| Exercise objective |
Return all of the entries exactly, with nothing added or left out.

| Records provided |
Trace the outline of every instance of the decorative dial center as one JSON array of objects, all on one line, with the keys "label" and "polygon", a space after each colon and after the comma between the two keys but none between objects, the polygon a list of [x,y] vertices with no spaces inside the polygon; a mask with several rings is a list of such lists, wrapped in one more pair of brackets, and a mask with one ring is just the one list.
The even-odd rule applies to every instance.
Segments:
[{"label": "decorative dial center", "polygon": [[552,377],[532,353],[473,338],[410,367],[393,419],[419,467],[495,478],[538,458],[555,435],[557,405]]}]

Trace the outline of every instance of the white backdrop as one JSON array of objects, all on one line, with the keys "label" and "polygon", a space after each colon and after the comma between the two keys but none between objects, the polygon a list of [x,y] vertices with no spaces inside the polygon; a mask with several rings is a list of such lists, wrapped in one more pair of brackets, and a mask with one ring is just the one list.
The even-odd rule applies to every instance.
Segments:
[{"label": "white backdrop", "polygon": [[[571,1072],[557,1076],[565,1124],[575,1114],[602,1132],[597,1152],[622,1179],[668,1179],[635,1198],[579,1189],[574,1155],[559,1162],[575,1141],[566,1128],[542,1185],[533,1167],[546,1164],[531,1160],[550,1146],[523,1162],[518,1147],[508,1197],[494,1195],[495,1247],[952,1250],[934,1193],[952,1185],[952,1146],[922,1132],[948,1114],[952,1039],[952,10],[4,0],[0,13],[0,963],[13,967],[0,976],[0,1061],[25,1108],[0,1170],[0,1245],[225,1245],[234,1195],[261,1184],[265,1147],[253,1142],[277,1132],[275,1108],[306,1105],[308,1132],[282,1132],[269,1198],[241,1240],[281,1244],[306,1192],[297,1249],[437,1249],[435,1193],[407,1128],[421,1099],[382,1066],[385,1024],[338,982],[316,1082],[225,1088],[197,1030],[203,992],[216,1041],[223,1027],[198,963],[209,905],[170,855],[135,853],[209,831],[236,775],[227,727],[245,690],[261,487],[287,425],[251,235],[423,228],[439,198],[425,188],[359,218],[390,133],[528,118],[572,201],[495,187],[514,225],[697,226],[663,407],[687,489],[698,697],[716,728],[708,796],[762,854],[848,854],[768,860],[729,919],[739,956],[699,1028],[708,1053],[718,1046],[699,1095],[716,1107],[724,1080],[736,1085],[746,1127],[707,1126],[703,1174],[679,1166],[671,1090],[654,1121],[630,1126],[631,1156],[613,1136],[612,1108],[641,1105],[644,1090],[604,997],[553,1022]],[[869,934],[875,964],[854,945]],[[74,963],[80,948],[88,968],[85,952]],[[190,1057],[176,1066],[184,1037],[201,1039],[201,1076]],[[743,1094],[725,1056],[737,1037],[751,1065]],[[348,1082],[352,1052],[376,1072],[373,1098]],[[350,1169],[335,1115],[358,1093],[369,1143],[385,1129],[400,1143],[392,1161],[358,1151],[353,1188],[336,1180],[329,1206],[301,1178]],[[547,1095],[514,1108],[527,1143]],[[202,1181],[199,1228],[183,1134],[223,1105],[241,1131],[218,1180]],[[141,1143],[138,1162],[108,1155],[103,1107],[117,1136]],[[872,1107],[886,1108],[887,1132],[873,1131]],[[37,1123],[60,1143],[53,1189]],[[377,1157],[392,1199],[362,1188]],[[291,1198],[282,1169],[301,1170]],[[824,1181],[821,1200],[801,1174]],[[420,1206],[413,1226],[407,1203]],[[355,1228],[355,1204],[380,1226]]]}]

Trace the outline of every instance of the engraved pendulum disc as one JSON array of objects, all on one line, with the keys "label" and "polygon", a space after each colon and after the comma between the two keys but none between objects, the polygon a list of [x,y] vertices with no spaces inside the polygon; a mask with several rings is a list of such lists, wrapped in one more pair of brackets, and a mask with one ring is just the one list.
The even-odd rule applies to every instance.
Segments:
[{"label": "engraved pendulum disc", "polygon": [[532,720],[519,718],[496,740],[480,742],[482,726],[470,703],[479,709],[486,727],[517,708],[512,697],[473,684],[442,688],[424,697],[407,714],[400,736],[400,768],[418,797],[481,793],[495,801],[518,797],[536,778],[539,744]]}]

| Reply |
Trace the outline of every instance of the decorative dial center as one JSON array of objects, all on one line, with the keys "label" and "polygon", a space after each colon and after the comma between the two keys but none between objects, the polygon a list of [x,y] vertices with no spaces inside the polygon; a mask with several rings is a list of such lists, wrapped in one more pair of brackets, and a mask with one ring is just the one list.
The even-odd rule applies to every instance.
Segments:
[{"label": "decorative dial center", "polygon": [[552,377],[532,353],[473,338],[410,367],[393,419],[419,467],[495,478],[538,458],[555,435],[557,405]]}]

Trace the outline of every instance of the white backdrop as one JSON array of objects, all on one line, with the keys "label" and "polygon", a space after each colon and after the comma between the two keys but none between objects, the polygon a list of [x,y] vertices with no spaces inside the polygon; a mask with several rings is a list of such lists, wrapped in one more pair of brackets, and a mask with one ring is just the one list.
The even-odd rule applies to every instance.
Segments:
[{"label": "white backdrop", "polygon": [[[571,1072],[557,1076],[565,1124],[575,1114],[602,1132],[597,1152],[622,1179],[668,1179],[635,1198],[579,1189],[574,1155],[559,1162],[575,1141],[566,1128],[542,1185],[533,1167],[546,1164],[531,1160],[550,1146],[523,1162],[518,1147],[508,1197],[494,1195],[495,1247],[952,1250],[934,1193],[952,1185],[952,1146],[922,1132],[948,1114],[952,1039],[952,10],[4,0],[0,13],[0,963],[13,967],[0,976],[0,1061],[25,1108],[0,1170],[0,1245],[225,1245],[234,1195],[261,1184],[265,1147],[253,1142],[277,1132],[275,1108],[306,1105],[308,1132],[282,1132],[269,1198],[241,1240],[281,1244],[306,1192],[297,1249],[437,1249],[435,1193],[407,1128],[421,1099],[382,1066],[385,1024],[338,982],[316,1082],[225,1088],[197,1030],[203,992],[216,1041],[223,1027],[198,963],[209,905],[170,855],[135,853],[209,831],[236,775],[227,727],[245,690],[261,487],[287,425],[251,235],[423,228],[439,198],[425,188],[359,218],[390,133],[528,118],[572,201],[495,187],[514,225],[697,226],[663,407],[687,489],[698,697],[716,728],[708,796],[762,854],[848,854],[768,860],[729,919],[739,956],[699,1028],[708,1053],[718,1046],[699,1095],[716,1107],[724,1080],[736,1085],[746,1127],[707,1126],[703,1174],[679,1166],[671,1090],[654,1121],[630,1126],[631,1156],[613,1136],[612,1108],[641,1105],[644,1090],[604,997],[553,1022]],[[869,934],[875,964],[854,945]],[[74,963],[80,948],[88,968],[85,952]],[[190,1057],[176,1066],[184,1037],[201,1039],[201,1076]],[[743,1094],[725,1056],[737,1037],[751,1065]],[[348,1082],[352,1052],[376,1072],[373,1098]],[[350,1169],[335,1115],[358,1093],[369,1143],[385,1129],[400,1143],[392,1161],[358,1151],[353,1188],[336,1180],[329,1206],[301,1178]],[[547,1095],[514,1108],[527,1143]],[[202,1181],[199,1228],[183,1134],[223,1105],[241,1131],[218,1180]],[[141,1143],[138,1162],[108,1155],[103,1107],[117,1136]],[[872,1107],[886,1108],[887,1132],[873,1131]],[[37,1123],[60,1143],[53,1189]],[[377,1157],[392,1199],[362,1188]],[[291,1198],[282,1169],[301,1170]],[[824,1181],[821,1200],[801,1174]],[[420,1206],[413,1226],[407,1203]],[[355,1228],[355,1204],[380,1226]]]}]

Trace the outline of every instance of the engraved pendulum disc as one JSON array of objects, all on one line, with the keys "label" and "polygon", a space after each colon and after the comma between the two keys but none between objects, the polygon a list of [x,y] vertices with no spaces inside the polygon; a mask with several rings is a list of such lists, wrapped in one more pair of brackets, and a mask with one ring is just the one list.
The even-odd rule applies to every instance.
Segments:
[{"label": "engraved pendulum disc", "polygon": [[532,720],[519,718],[496,740],[480,742],[482,726],[470,703],[479,709],[486,727],[517,708],[512,697],[473,684],[442,688],[424,697],[407,714],[400,736],[400,768],[418,797],[481,793],[495,801],[518,797],[536,778],[539,744]]}]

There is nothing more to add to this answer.